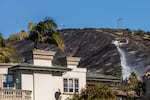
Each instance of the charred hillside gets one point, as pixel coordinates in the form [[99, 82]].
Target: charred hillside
[[95, 48]]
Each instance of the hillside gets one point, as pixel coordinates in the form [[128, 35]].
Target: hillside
[[96, 50]]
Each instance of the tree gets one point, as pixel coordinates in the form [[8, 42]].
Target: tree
[[6, 51], [45, 31]]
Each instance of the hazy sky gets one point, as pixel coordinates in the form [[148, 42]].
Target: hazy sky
[[16, 14]]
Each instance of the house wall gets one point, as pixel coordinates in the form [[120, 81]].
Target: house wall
[[44, 84], [3, 70], [41, 62], [27, 83], [79, 73]]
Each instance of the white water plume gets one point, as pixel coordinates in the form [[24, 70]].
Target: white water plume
[[129, 63], [126, 70]]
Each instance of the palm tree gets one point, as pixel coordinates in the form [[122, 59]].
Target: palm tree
[[45, 31], [5, 51]]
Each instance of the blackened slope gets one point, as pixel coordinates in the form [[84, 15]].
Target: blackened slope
[[95, 49]]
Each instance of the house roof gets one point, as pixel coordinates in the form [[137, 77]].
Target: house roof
[[91, 76], [39, 68]]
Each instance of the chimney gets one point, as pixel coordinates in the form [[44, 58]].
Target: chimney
[[72, 62], [42, 57]]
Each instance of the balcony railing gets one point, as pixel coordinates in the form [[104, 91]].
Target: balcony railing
[[15, 94]]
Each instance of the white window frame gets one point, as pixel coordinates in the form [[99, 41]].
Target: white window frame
[[70, 87]]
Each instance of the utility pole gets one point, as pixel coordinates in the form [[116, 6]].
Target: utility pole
[[119, 23]]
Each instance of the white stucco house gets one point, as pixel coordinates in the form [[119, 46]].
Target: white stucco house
[[40, 80]]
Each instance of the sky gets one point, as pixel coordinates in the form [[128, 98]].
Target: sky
[[15, 15]]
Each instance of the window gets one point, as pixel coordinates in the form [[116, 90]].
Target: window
[[71, 85], [8, 80]]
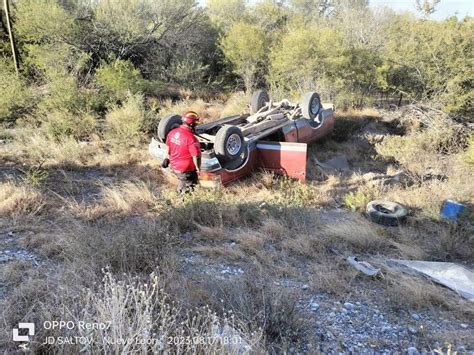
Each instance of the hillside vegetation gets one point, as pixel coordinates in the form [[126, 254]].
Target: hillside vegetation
[[105, 237]]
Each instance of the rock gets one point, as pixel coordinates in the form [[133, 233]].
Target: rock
[[186, 236], [349, 306]]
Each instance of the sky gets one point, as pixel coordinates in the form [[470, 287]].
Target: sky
[[444, 9]]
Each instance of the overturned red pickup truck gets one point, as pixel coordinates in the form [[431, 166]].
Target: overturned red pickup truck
[[273, 138]]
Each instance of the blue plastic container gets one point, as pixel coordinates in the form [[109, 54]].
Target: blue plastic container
[[451, 210]]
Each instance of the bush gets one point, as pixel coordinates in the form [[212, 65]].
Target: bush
[[14, 95], [422, 151], [124, 122], [120, 78], [358, 200], [468, 155], [60, 124], [64, 94]]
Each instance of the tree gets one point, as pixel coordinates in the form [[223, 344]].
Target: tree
[[244, 47], [426, 7], [306, 58]]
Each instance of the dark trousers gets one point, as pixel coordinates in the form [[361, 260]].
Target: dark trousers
[[187, 180]]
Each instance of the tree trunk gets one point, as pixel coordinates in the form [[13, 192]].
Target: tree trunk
[[10, 35], [400, 100]]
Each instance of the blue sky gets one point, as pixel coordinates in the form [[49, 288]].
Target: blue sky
[[445, 8]]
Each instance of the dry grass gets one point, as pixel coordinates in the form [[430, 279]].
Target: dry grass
[[20, 200], [130, 198]]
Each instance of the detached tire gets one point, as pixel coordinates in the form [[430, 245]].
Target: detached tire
[[166, 124], [386, 213], [311, 105], [229, 143], [258, 100]]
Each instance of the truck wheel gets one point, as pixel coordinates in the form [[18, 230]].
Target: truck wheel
[[258, 100], [386, 213], [166, 124], [229, 143], [311, 105]]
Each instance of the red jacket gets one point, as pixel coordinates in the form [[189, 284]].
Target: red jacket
[[183, 146]]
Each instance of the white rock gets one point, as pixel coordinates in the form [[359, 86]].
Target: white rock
[[349, 306]]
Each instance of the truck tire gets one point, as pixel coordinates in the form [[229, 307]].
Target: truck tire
[[386, 213], [229, 143], [166, 124], [311, 105], [258, 100]]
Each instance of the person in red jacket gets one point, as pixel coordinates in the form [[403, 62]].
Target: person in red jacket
[[184, 152]]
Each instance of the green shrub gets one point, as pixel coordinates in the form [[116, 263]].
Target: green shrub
[[14, 95], [124, 122], [120, 78], [468, 155], [60, 124], [422, 150], [64, 94]]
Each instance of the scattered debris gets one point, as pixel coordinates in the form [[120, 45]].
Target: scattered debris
[[451, 210], [398, 178], [451, 275], [338, 163], [363, 266], [386, 213]]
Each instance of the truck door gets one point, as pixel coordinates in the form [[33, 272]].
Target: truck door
[[283, 158]]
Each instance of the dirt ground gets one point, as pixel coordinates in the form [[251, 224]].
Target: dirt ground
[[269, 249]]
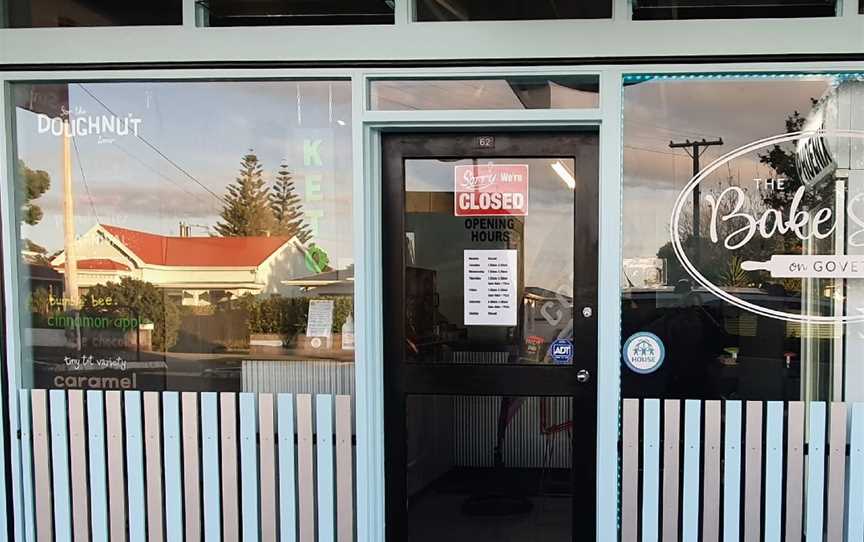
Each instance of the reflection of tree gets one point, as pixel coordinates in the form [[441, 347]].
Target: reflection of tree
[[722, 266], [782, 161], [246, 211], [716, 261], [287, 211], [144, 300], [35, 183]]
****************
**ABOUT THIS EXERCISE**:
What lines above run from the one with "Target: white window frame" to the one with "Each instance of the hillside vegetation"? Give them again exactly, ends included, and leave the pictures out.

**TASK ANSWER**:
Target: white window frame
[[70, 87]]
Each instance of the utility pole gets one point, as pixel coordinates in the form [[116, 6]].
Target: utility pole
[[119, 23]]
Each instance of the white stucco house gets one point, as pixel coordinates in the form [[119, 46]].
Target: white stucco house
[[40, 80]]
Each instance of the sky gets one point, as pixel coordinates in the form [[128, 98]].
Target: sky
[[15, 15]]
Each instance of the window gets one point, as pixel coordinates in the form [[116, 90]].
Target: window
[[71, 85], [8, 80]]
Each instance of the hillside vegetation gets one point, as pixel coordinates in the form [[126, 254]].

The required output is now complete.